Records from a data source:
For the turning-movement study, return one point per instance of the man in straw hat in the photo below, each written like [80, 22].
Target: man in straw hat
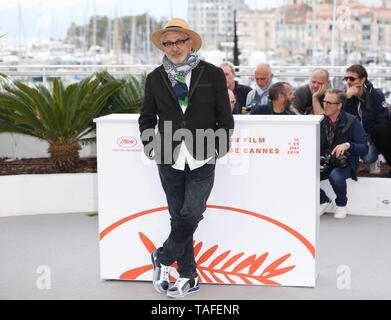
[185, 96]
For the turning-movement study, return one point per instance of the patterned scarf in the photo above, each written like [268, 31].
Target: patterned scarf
[177, 76]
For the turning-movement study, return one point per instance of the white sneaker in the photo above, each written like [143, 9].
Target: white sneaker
[374, 167]
[327, 207]
[340, 212]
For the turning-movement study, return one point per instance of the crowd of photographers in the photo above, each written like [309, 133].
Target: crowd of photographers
[356, 123]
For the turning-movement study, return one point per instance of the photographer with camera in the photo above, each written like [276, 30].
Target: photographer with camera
[368, 104]
[343, 141]
[280, 96]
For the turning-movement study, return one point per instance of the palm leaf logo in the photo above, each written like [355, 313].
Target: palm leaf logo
[213, 268]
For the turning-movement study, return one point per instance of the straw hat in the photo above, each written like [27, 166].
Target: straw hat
[177, 24]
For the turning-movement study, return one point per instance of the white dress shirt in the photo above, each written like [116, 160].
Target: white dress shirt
[184, 154]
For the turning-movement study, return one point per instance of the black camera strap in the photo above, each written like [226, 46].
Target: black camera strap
[330, 132]
[348, 124]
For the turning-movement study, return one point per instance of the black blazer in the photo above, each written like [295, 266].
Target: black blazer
[208, 111]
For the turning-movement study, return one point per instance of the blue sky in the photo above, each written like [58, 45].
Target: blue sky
[51, 18]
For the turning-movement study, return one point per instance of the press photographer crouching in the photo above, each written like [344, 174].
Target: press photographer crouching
[343, 141]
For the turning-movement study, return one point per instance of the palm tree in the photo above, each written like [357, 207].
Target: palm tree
[61, 117]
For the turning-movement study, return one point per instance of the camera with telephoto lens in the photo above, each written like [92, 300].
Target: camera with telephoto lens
[250, 106]
[330, 161]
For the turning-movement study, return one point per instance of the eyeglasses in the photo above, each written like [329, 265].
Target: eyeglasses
[350, 78]
[328, 102]
[179, 43]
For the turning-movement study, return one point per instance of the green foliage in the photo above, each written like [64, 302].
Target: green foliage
[60, 116]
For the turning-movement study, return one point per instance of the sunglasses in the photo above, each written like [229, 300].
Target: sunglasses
[351, 79]
[325, 102]
[178, 43]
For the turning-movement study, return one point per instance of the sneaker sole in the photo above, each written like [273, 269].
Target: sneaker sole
[178, 296]
[155, 273]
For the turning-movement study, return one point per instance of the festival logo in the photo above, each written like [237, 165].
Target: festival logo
[266, 252]
[126, 142]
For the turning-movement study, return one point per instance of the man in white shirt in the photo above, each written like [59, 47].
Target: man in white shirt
[184, 96]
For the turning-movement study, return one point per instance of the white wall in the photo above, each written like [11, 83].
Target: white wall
[48, 193]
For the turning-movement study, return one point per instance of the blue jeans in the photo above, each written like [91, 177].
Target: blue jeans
[187, 192]
[372, 154]
[337, 178]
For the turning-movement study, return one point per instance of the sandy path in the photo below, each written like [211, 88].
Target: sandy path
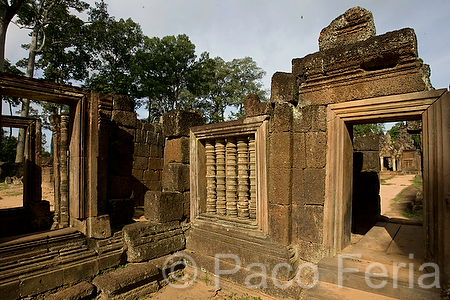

What is expected: Write out the records again word for word, beginning at the line that contains "like [64, 302]." and continuing through the end of the records, with both ends included. Leave the pictures out of your answer.

Answer to this task:
For the turning-movement study, return one point per instance of the green foliage in the photo above, each written like [64, 302].
Target: green foliage
[60, 116]
For the turning-movement study, return one point per instance of the sunglasses in the photo above, each written like [229, 300].
Target: sunglasses
[351, 79]
[325, 102]
[178, 43]
For the turning-movement study, return one point per instance of the sneaker sole in the photo above, each written like [273, 269].
Target: sneaker sole
[178, 296]
[155, 273]
For the turning-movement study, return one point per instance of the festival logo in the photo above, each written like [237, 165].
Target: festival logo
[266, 252]
[126, 142]
For the turning-movement study, return one point per instance of the man in white shirt in the photo above, each written like [59, 47].
Target: man in white shirt
[184, 96]
For the turning-movement study, return one point per instance of the white wall in the photo above, each written like [11, 83].
Target: white wall
[48, 193]
For the turning-movement study, return one point per instance of the blue jeans in the photo above, each written like [91, 177].
Target: blue jeans
[187, 192]
[372, 154]
[337, 178]
For the turning-movement study, return one point per instance of the sandy path in the photo below, each written like [211, 88].
Target: sandy path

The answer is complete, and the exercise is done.